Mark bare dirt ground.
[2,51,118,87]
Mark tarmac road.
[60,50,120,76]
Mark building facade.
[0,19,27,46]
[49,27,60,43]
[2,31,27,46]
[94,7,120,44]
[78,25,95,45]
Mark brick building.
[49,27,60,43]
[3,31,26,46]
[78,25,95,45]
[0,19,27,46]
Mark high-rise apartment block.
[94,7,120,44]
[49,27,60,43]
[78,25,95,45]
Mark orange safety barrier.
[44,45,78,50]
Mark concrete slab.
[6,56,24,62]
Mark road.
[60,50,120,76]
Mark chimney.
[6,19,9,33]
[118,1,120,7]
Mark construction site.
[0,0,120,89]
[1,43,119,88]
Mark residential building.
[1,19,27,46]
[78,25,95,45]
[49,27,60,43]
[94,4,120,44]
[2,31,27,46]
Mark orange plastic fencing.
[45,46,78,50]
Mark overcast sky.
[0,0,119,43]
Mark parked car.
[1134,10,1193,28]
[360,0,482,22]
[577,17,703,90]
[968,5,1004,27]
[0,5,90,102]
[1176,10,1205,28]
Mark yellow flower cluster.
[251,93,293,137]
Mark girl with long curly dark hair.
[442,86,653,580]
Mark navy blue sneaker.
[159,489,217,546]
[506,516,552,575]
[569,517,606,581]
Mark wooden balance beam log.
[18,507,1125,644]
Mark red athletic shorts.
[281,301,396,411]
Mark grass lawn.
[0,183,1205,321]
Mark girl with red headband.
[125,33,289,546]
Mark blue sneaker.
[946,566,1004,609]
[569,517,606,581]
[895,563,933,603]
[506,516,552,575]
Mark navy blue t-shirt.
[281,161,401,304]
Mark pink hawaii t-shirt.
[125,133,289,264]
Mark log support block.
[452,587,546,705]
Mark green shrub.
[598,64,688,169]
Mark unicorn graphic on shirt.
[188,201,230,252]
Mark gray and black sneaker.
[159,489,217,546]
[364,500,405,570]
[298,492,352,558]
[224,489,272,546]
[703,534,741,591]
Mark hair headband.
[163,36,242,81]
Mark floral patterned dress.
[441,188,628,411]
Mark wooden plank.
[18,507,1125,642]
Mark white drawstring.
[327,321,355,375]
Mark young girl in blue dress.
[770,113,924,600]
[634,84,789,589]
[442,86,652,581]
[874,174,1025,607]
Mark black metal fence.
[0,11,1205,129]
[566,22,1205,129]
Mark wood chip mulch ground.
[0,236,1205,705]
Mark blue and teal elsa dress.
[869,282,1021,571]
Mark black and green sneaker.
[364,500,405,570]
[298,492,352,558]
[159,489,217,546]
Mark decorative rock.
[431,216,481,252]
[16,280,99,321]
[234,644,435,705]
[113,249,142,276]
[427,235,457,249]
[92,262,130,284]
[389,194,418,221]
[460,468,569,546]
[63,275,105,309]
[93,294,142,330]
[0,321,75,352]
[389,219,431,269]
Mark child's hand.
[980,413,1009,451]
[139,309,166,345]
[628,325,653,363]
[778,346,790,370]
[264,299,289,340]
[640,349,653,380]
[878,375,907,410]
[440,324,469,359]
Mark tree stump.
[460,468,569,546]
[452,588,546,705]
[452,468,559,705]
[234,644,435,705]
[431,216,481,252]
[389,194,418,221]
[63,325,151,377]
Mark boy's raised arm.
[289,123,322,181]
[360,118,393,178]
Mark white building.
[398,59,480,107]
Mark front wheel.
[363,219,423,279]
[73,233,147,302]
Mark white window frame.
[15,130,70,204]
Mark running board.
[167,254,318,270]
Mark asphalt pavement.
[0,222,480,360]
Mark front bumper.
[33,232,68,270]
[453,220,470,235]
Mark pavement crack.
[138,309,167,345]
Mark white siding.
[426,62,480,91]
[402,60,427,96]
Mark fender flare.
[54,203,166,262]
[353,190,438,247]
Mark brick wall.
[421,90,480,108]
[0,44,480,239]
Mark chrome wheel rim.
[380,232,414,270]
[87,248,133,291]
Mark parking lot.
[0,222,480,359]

###

AIM OF THE EXERCISE: Reproduce each line above, from the first to the last, with no changes.

TASK RESULT:
Mark bare dirt ground.
[2,51,118,87]
Mark tarmac road.
[60,50,120,76]
Mark building facade.
[0,19,27,46]
[49,27,60,43]
[2,31,27,46]
[94,7,120,44]
[78,25,95,45]
Mark brick building.
[49,27,60,43]
[3,31,26,46]
[78,25,95,45]
[0,19,27,46]
Mark high-rise apartment block.
[94,7,120,44]
[49,27,60,43]
[78,25,95,45]
Mark orange safety barrier.
[44,45,78,50]
Mark concrete slab.
[6,56,24,62]
Mark road.
[60,50,120,76]
Mark chimney.
[6,19,9,33]
[118,1,120,7]
Mark construction site.
[0,0,120,89]
[1,43,119,88]
Mark residential building.
[1,19,27,46]
[78,25,95,45]
[49,27,60,43]
[94,4,120,44]
[2,31,27,46]
Mark orange plastic fencing.
[45,46,78,50]
Mark overcast sky.
[0,0,119,43]
Mark parked car.
[1134,10,1193,28]
[360,0,482,22]
[577,17,703,90]
[968,5,1004,27]
[0,5,90,102]
[1176,10,1205,28]
Mark yellow flower cluster.
[251,93,293,137]
Mark girl with long curly dark hair.
[442,86,653,580]
Mark navy blue sneaker.
[159,489,217,546]
[506,516,552,575]
[569,517,606,581]
Mark wooden balance beam log.
[18,507,1125,644]
Mark red athletic shorts.
[281,301,396,411]
Mark grass lawn.
[0,183,1205,321]
Mark girl with red headband.
[125,33,289,546]
Mark blue sneaker.
[946,566,1004,609]
[569,517,606,581]
[895,563,933,603]
[506,516,552,575]
Mark navy blue t-shirt.
[281,161,401,304]
Mark pink hawaii t-shirt.
[125,133,289,264]
Mark log support block.
[452,587,546,705]
Mark green shrub.
[598,64,688,169]
Mark unicorn graphic on shirt.
[188,201,230,252]
Mark gray and black sneaker.
[159,489,217,546]
[364,500,405,570]
[298,492,352,558]
[224,489,272,546]
[703,534,741,591]
Mark hair headband.
[163,36,242,81]
Mark floral patterned dress.
[441,188,628,411]
Mark wooden plank.
[18,507,1125,642]
Mark white drawstring.
[327,321,355,375]
Mark young girl in blue dress.
[770,113,924,600]
[634,84,789,589]
[442,86,652,581]
[874,174,1025,607]
Mark black metal fence.
[0,11,1205,129]
[566,22,1205,129]
Mark wood chip mulch ground.
[0,236,1205,705]
Mark blue and teal elsa dress.
[869,282,1021,571]
Mark black and green sneaker.
[364,500,405,570]
[298,492,352,558]
[159,489,217,546]
Mark decorative rock.
[431,216,481,252]
[16,280,99,321]
[234,644,435,705]
[113,249,142,276]
[427,235,457,249]
[92,262,130,284]
[389,194,418,221]
[460,468,569,546]
[63,275,105,309]
[93,294,142,330]
[0,321,75,352]
[389,219,431,269]
Mark child's hand.
[980,413,1009,451]
[139,309,166,345]
[628,325,653,363]
[778,346,790,370]
[264,299,289,340]
[640,349,653,380]
[878,375,907,410]
[440,324,469,359]
Mark tree stump.
[460,468,569,546]
[452,588,546,705]
[452,468,559,705]
[234,644,435,705]
[431,216,481,252]
[389,194,418,221]
[63,325,151,377]
Mark boy's raised arm.
[289,123,322,181]
[360,118,393,178]
Mark white building.
[398,59,480,107]
Mark front wheel.
[363,219,423,279]
[73,233,147,302]
Mark white window frame.
[15,130,70,204]
Mark running board.
[167,254,318,270]
Mark asphalt pavement.
[0,222,480,360]
Mark front bumper.
[33,232,68,270]
[453,220,470,235]
Mark pavement crack.
[138,309,167,345]
Mark white siding.
[426,62,480,91]
[402,60,427,96]
Mark fender flare.
[54,203,166,262]
[353,190,438,247]
Mark brick wall.
[421,90,480,108]
[0,44,480,239]
Mark chrome wheel rim.
[380,232,414,270]
[87,248,133,291]
Mark parking lot.
[0,222,480,359]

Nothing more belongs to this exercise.